▸ Task statement
Copy out all of the material exactly.

Position identification records
------------

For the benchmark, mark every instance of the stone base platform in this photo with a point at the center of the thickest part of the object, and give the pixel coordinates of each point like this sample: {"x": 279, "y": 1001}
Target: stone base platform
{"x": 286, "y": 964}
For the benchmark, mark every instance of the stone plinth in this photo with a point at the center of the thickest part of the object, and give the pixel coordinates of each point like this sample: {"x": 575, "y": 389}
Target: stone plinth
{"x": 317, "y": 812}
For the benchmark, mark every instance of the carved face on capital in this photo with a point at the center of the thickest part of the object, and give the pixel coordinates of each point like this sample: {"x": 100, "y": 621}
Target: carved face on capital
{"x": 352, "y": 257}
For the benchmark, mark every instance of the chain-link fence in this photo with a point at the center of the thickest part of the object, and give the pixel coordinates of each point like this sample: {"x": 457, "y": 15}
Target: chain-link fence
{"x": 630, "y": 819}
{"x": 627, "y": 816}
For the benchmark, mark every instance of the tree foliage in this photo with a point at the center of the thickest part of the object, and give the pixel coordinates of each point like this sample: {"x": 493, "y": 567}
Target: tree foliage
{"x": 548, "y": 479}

------------

▸ Task result
For the benchmark, mark every instance of the stone base platform in this photo with a point at the center of the thickest part of the object, and give the pixel coordinates of each point like this sample: {"x": 279, "y": 1001}
Target: stone base platform
{"x": 286, "y": 964}
For the benchmark, mark every instance of the stone plinth in this photo with a point at the center of the thickest part of the object, and give the pixel coordinates of each point like this sample: {"x": 575, "y": 389}
Target: stone plinth
{"x": 317, "y": 812}
For the benchmark, mark every instance of the carved face on capital in this photo with a point at the center of the thickest part of the object, and give the pixel coordinates of each point like this sample: {"x": 100, "y": 621}
Target: carved face on capital
{"x": 352, "y": 257}
For the benchmark, mark every instance of the chain-link fence in this photo with a point at the center of the thickest part of the object, and give the pixel coordinates of each point like this sample: {"x": 457, "y": 15}
Target: chain-link fence
{"x": 630, "y": 819}
{"x": 627, "y": 816}
For the benchmark, mark every instance of the tree foliage in this photo with a point at the center of the thickest part of the object, and give the pixel coordinates of each point like this sample: {"x": 493, "y": 567}
Target: tree foliage
{"x": 548, "y": 479}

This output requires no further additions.